### PROMPT
Omitting all images, set down every line below exactly as it appears.

### DATA PROVIDED
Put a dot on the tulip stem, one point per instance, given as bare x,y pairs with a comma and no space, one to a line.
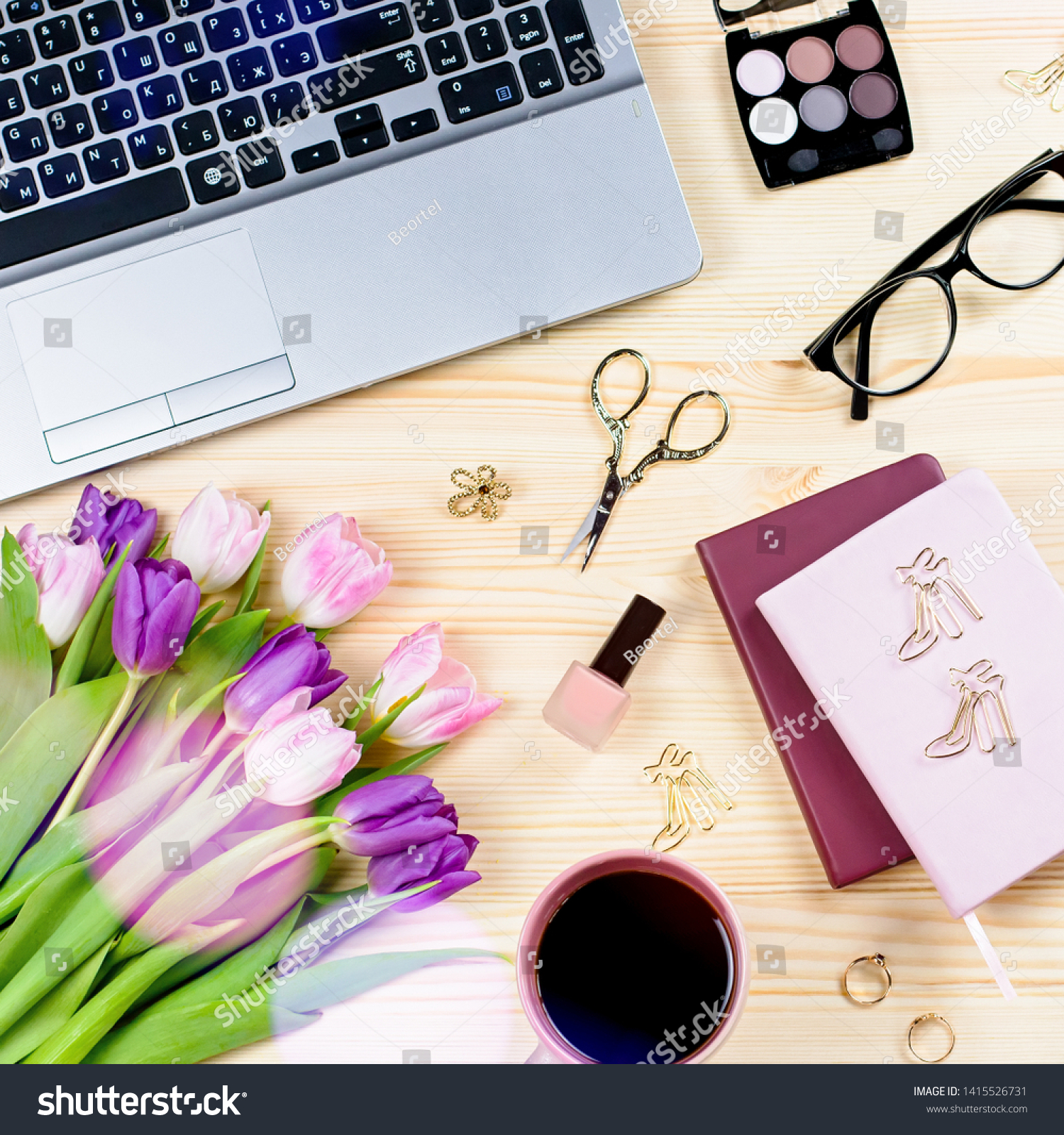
96,752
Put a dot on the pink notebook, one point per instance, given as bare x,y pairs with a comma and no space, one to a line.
982,633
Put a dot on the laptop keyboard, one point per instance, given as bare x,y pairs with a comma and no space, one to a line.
118,113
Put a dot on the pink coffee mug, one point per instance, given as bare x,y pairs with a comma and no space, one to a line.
553,1047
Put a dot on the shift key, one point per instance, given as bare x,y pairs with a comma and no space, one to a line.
481,92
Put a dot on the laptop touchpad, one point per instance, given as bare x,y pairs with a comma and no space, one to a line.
144,348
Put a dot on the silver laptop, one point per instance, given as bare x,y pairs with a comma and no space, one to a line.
217,210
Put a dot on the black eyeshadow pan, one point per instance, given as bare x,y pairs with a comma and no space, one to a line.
817,99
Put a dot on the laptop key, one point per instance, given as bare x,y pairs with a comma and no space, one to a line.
481,92
365,32
414,126
316,157
83,218
25,140
60,176
446,54
56,37
91,73
486,41
212,179
380,74
181,45
70,126
541,74
47,87
433,15
240,118
150,148
11,104
104,162
17,191
260,162
15,51
101,23
580,58
196,133
115,111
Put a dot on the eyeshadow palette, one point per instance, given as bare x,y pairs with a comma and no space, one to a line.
820,98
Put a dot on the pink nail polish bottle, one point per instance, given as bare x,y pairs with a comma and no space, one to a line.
590,702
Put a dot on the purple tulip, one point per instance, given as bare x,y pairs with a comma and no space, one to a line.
443,860
115,522
287,661
393,814
155,603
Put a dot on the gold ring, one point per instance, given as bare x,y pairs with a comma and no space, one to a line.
919,1021
876,959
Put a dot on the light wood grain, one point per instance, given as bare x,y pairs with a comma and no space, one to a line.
537,802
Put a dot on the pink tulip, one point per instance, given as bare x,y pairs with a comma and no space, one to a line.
450,703
218,536
68,577
297,754
333,573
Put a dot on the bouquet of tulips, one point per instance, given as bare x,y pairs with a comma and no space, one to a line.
174,790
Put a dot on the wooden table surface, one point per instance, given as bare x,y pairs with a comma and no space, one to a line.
537,802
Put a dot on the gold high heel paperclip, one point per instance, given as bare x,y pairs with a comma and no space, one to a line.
690,796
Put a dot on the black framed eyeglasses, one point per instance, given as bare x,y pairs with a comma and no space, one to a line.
1010,238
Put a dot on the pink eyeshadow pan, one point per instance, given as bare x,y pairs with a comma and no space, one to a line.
810,60
859,47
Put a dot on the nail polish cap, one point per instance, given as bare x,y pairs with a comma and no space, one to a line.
628,641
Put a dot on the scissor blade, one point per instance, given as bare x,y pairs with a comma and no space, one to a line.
581,533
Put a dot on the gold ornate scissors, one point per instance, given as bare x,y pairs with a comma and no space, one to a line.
617,485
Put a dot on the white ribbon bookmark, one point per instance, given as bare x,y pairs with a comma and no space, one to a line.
990,955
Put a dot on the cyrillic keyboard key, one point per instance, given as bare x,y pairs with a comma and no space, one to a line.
240,118
87,217
195,133
365,32
181,45
380,74
115,111
70,126
136,58
60,175
212,179
260,162
11,104
486,41
541,74
580,58
16,51
104,162
150,148
56,37
414,126
446,52
17,191
316,157
101,23
25,140
47,87
480,94
91,73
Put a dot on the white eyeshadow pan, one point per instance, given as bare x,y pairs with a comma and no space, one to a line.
772,122
760,73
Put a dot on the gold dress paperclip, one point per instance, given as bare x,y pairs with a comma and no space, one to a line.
973,718
690,797
931,579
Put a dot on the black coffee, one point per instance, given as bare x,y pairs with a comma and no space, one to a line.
636,968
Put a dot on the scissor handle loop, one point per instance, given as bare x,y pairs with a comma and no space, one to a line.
664,451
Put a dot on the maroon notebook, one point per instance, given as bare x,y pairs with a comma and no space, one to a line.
852,832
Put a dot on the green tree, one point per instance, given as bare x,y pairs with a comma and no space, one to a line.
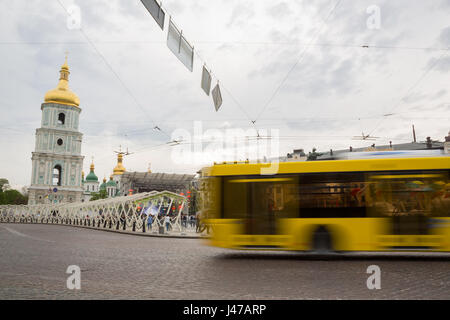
99,195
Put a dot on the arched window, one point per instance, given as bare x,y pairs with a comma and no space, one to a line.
61,118
57,175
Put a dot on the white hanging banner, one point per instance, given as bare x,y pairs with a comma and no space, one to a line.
155,10
217,97
180,46
206,81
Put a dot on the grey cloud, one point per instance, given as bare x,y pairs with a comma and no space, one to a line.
240,15
441,64
279,10
444,37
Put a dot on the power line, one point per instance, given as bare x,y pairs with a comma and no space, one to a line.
424,74
275,43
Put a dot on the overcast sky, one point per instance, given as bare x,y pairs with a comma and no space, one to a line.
294,66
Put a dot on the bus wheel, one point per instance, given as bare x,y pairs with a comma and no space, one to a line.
321,241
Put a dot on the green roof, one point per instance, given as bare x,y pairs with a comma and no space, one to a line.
111,183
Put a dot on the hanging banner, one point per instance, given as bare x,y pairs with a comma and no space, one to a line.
206,81
217,97
180,46
156,11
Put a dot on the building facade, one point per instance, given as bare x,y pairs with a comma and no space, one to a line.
90,184
57,161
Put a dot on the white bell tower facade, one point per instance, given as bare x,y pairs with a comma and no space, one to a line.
57,161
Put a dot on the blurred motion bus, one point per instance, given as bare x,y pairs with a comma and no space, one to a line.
380,203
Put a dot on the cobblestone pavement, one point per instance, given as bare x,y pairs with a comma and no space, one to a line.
34,259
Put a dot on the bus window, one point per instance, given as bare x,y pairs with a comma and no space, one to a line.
210,199
261,201
328,195
236,195
410,194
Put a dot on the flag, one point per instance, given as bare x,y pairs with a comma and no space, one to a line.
217,97
206,81
154,210
180,47
145,210
156,11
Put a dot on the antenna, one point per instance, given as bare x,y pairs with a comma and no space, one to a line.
122,152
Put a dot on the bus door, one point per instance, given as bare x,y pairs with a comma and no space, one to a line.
408,202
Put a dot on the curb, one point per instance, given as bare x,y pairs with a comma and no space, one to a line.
118,231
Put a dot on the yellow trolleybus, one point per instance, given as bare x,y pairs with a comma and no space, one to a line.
377,204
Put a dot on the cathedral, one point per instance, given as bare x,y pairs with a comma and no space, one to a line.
112,187
57,161
57,164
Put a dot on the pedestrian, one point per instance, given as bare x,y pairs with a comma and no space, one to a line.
167,221
149,222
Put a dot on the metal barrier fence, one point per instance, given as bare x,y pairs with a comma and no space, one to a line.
120,213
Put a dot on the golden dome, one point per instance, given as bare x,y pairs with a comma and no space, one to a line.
62,94
119,169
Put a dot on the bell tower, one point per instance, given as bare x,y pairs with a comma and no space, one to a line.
57,161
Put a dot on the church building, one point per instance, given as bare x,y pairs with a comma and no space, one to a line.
57,161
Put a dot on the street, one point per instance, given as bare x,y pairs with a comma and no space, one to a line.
34,260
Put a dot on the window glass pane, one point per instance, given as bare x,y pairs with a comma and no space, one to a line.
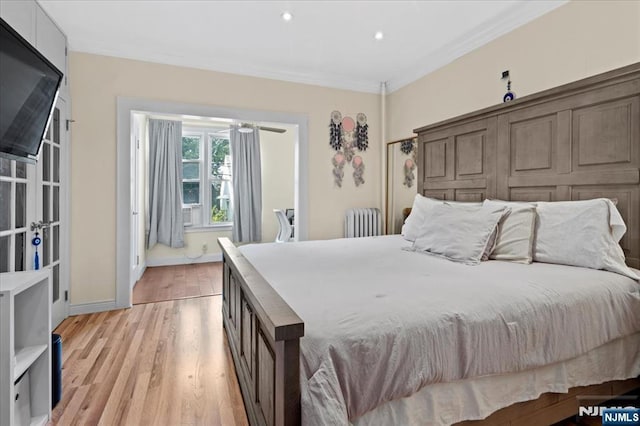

### SOLUTION FOR THIS TASK
Put a dot on the tulip stem, one point per instance, given as bare x,y pairs with a comma and no space, one to a line.
96,752
Put a dot on the pink notebook, one point per instance, given as bare x,y pairs with a comma and no space, one to a line.
982,633
Put a dot on the laptop keyboard, one point per instance, given as bare x,y pairs with a comma and no space, one to a line.
118,113
Put a dot on the pink coffee mug, one point per instance, given as bare x,y pairs with a comma and no space, one to a line.
553,1047
Put a dot on the shift key, one point per instance, given as bare x,y pairs with a comma and no space, one to a line.
481,92
Put a dot on the laptop touchpad, one point per instance, given as bare x,y pairs with a comma and no space, one to a line.
144,348
Put a dot on the silver laptop, one point per instance, given as bare x,y pairs with a comma and no space, one to a line.
217,210
Put a dot on the black eyeshadow pan, one point per instance, given as bare x,y pairs with a comma and no space, one to a line.
817,99
Put a dot on the laptop key, one point per instance, given as bare x,y pairs with a comma and no space, one to a line.
481,92
365,32
414,126
316,157
83,218
25,140
60,176
446,54
56,37
91,73
486,41
212,179
380,74
181,45
70,126
541,74
47,87
433,15
240,118
150,148
11,104
104,162
17,191
260,162
15,51
101,23
580,58
196,133
115,111
Put a dot on the eyeshadow palette, one point per instance, given as bare x,y pairs with a comma and no space, one to a line.
820,98
Put a dot on the pink nail polish bottle, one point per instance, given as bare x,y pairs with a comma and no space, one to a line.
590,702
Put a dot on the purple tulip, one point per instance, given as bare x,y pairs with a comma and no space, one to a line.
443,860
115,522
287,661
393,814
155,603
Put a dot on the gold ring, one point per instance, given as bare x,y pairs with a comma and no space, one to a line.
919,1021
876,959
Put a dot on the light wood grain, one point per instance, given as bare x,y pairs with a comma and no space, one to a line.
537,802
Put a dot on the pink tulip, one point per instance, given as bare x,y pairs with a comma and no space, one to a line.
450,703
218,536
68,577
297,754
333,573
Put a dot on the bouquet of tulips, one point per instance, given as bare x,y pairs with a comma and no space, one to a line.
174,790
Put a dot on the wooden table surface, one point per instance, given as bare x,y pairs with a comma and no space, one to a line.
537,802
Put a dot on the gold high heel paperclip, one point per instance, given as bare x,y pairs with a comma and no space, one to a line.
690,796
Put a dot on the black framed eyeglasses, one point per instance, given as bare x,y pairs with a comma and no space, one to a line.
1010,238
Put a dot on the pink eyeshadow pan, one point per instance, given as bare x,y pairs with a comma and no space, one to a line.
810,60
859,47
Put a dot on the nail polish cap, one point per instance, given as bare x,y pairs with a comma and no space, one to a line.
628,641
Put a dot on the scissor blade, one point per instance, given as bare x,y pairs with a comma and no space, one to a line.
581,533
Put a dot on the gold ornate scissors, one point per instance, given as bare x,y pairs with a comma and no space, one to a line.
617,485
Put a dot on the white ribbon bookmark, one point per instance, given as bare x,y pairs with a comma and no space, one to a line.
990,955
Put a dot on the cyrillic keyboard key, one point per instance, given as bare x,y pairs with a comma and no space, one to a line.
240,118
87,217
195,133
365,32
181,45
380,74
115,111
70,126
136,58
60,175
212,179
260,162
11,104
486,41
541,74
580,58
16,51
104,162
150,148
56,37
414,126
446,52
17,191
316,157
101,23
25,140
47,87
480,94
91,73
Put a dot on the white eyeshadow pan, one point per instance, given as bare x,y pairs with a comma and no space, one to a line.
772,122
760,73
Put a dot on the gold dress paperclip, one point per instance, given as bare x,y pairs with a comma and no space, one to a line.
973,718
690,797
931,579
Put a dot on the black coffee, one point per instance, given as bare x,y pairs with a comma and no space, one to a line.
636,968
Put a dot on the scissor handle loop, one point per instance, given as bare x,y pairs with a comma and no space, one to a line.
664,451
Put a dot on the maroon notebook, one point per instance, given as bare x,y pairs with a comma and no space, one to a line.
852,832
Put a dot on the green tree, one point per instance, given as bare x,y pairs with a comma and no space, one to a line.
99,195
Put a dot on the arched window, one point per instance, given as bare x,y pairs with a comma and no space, one to a line.
61,118
57,175
Put a dot on the white hanging banner, one point per instance, given as bare x,y pairs with a comma and no space, one to a line.
155,10
217,97
180,46
206,81
Put a dot on the grey cloud, one point per instance, given as bare x,y pairs with a comma and no space, one to a line.
240,15
441,64
279,10
444,37
Put a dot on the power line, one point per instance, given as bare x,y pairs with a comma and no space, one to a line.
424,74
275,43
Put a dot on the overcast sky, one point per instance, given as bare x,y pairs with a comma and no space, one to a line.
294,66
Put a dot on the bus wheel, one point per instance, given as bare x,y pairs with a comma and no space, one to a line.
321,241
Put a dot on the green roof, one point per instance, given as bare x,y pairs with a comma and no space, one to a line.
111,183
Put a dot on the hanging banner, one point per instance, given as bare x,y pairs with a comma and no space, one to a line.
206,81
217,97
180,46
156,11
Put a dot on the building facade, one point per instance, given as bare x,y pairs with a comma and no space, one to a line.
90,184
57,161
Put a dot on the white bell tower facade, one point per instance, given as bare x,y pairs with a comma and no space, one to a line.
57,161
Put a dot on the blurred motion bus, one point per instance, given as bare x,y pairs with a comma and no space, one to a line.
380,203
Put a dot on the cobblestone pavement, one point per instance, given as bare x,y pairs with a comma and no space, one to a line.
34,259
Put a dot on the bus window, one point per instance, given as bare x,y pairs with a comma and no space, one to a line.
210,199
261,201
328,195
236,195
410,194
Put a dot on the flag, one point per instance, given as bare x,y pairs with a comma and no space, one to a line.
217,97
206,81
154,210
180,47
145,210
156,11
Put a dot on the antenna, one point per instance, given as bare x,y pairs with a comma and no space, one to a line.
122,152
Put a dot on the bus door, one point per instance, given as bare x,y pairs with a comma and no space, one to a line.
408,202
Put a dot on the curb, one point per instance, given as bare x,y pairs with a comma and no space, one to a line.
118,231
Put a dot on the yellow trolleybus, one point per instance, given as bare x,y pairs with a comma and no space, one to a line.
377,204
Put a dot on the cathedral, one point per instance, given as bare x,y pairs with a comma and no space, one to a line.
112,187
57,161
57,164
Put a dot on the pedestrian, one point per instance, given as bare x,y pairs with a comma and no space, one to a line.
167,221
149,222
Put a dot on the metal barrier fence, one point per instance, given as bare x,y pairs with a comma and no space, one to a line.
120,213
Put a dot on the golden dome, one point per instance, given as bare x,y pairs with a comma and no space, one to a line.
62,94
119,169
Put a dot on the bell tower, one point per instance, given as bare x,y pairs with a comma and no space, one to a line.
57,161
Put a dot on the church building, one point per instance, given as bare x,y pairs with a comma and no space, one to a line.
57,161
Put a dot on the street, one point per instance, given as bare x,y pairs with a comma and no space, one to a line.
34,260
Put a dot on the window glass pane, one point per instance, given as bare x,y pairs with a comma and no space, one to a line.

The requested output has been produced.